Was sonst nur in der Fantasie des Einzelnen entsteht, haben Duisburger Schulkinder für jeden sichtbar gemacht: das strahlende Schloss von Aschenputtel, ein kunterbuntes Lebkuchenhaus und Schneewittchens Glassarg. Der war zum Beispiel mal eine Pralinenverpackung. Aus einfachsten Materialien hat während des Projekts „Reise in die Märchenwelt“ die Fantasie einen Schritt in die Realität gemacht. Damit fanden die Schulkinder auch einen Zugang zum Theater.
Die Idee zum Märchenkofferprojekt hatte Elke Bruckmann vom Spielkorb, die gestern die jungen Teilnehmer auch bei der Ausstellung in Neumühl begrüßte. Umgesetzt wurde die Idee von der Theaterpädagogin Birgit Günster. Sie besuchte Grundschulen in Duisburg, spielte mit ihnen und entwickelte mit den Kindern gemeinsam die Ausstellung. Zu sehen sind nicht nur die Märchenkoffer, in denen Szenen dargestellt sind, sondern auch des Kaisers neue Kleider. Ja, sie sind in diesem Fall tatsächlich zu sehen, die Kinder haben sie aus durchsichtigen Materialien und leichtem Stoff gebastelt.
„Ich war baff, wie viele Märchen die Kinder kennen“, erzählt Günster von ihrer Arbeit. „Einige hören sie schon zu Hause, aber viele lesen sie in der Schule.“ Und die Kinder haben viel davon behalten. „Als wir über den gestiefelten Kater gesprochen haben, musste ich selbst noch mal ins Buch schauen“, gibt die Theaterpädagogin zu.

════

[AUFGABENSTELLUNG]
Kannst du aus dem Text über das Märchenprojekt den Abschnitt von „Was sonst nur“ bis „Zugang zum Theater.“ wortgetreu abschreiben? Die Datensätze haben nichts mit dem Text über das Märchenprojekt zu tun.

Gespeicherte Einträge
════

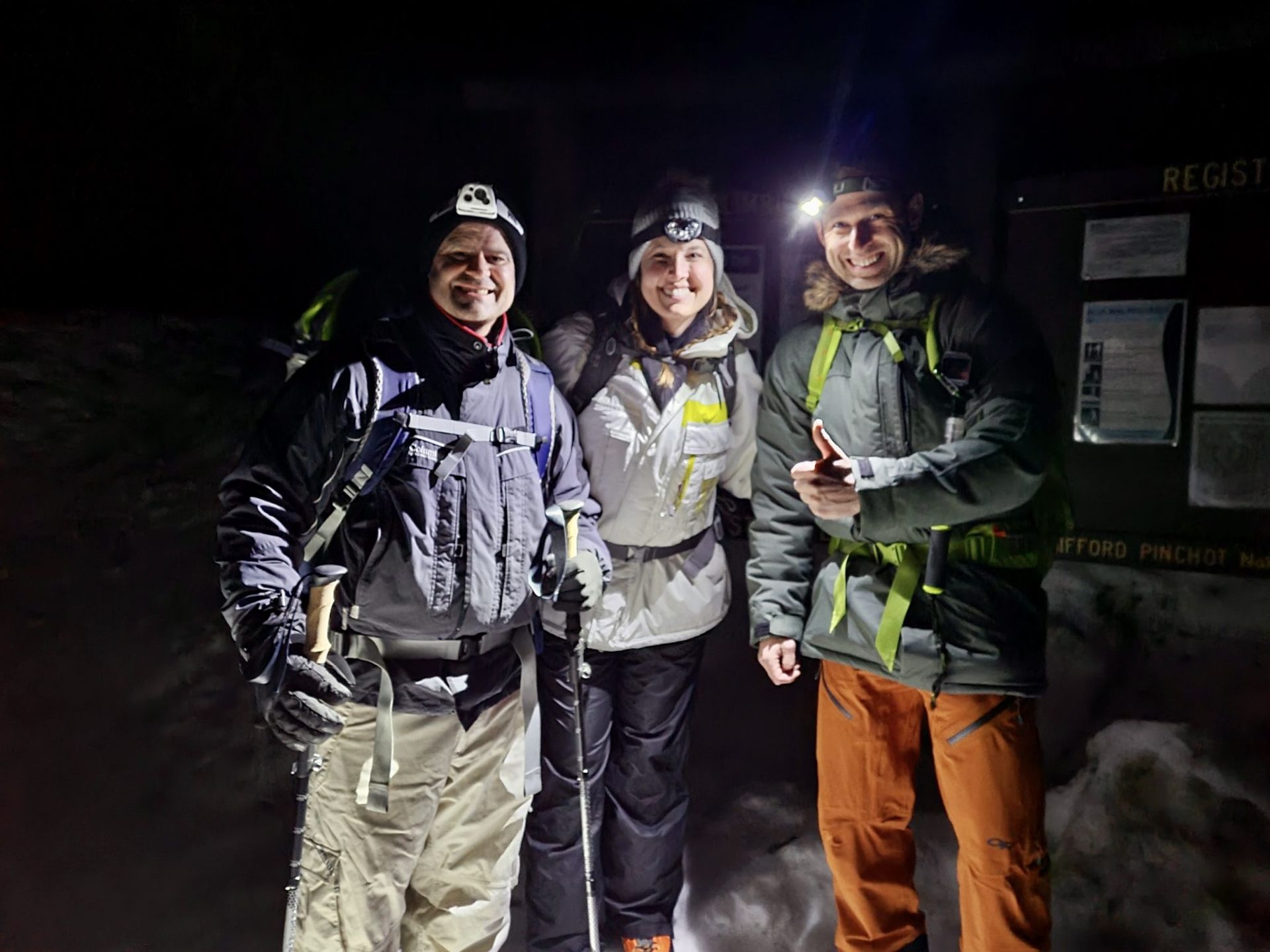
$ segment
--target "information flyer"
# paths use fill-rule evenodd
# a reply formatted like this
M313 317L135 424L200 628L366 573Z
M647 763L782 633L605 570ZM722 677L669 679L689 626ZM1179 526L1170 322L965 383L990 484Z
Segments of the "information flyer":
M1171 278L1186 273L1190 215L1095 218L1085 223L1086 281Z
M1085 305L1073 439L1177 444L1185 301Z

════

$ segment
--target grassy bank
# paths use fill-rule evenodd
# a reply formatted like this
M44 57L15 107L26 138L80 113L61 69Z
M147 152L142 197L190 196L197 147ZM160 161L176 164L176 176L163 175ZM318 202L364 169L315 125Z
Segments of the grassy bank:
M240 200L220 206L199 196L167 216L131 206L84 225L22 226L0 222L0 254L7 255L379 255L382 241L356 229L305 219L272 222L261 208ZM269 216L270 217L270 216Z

════

[ANTWORT]
Was sonst nur in der Fantasie des Einzelnen entsteht, haben Duisburger Schulkinder für jeden sichtbar gemacht: das strahlende Schloss von Aschenputtel, ein kunterbuntes Lebkuchenhaus und Schneewittchens Glassarg. Der war zum Beispiel mal eine Pralinenverpackung. Aus einfachsten Materialien hat während des Projekts „Reise in die Märchenwelt“ die Fantasie einen Schritt in die Realität gemacht. Damit fanden die Schulkinder auch einen Zugang zum Theater.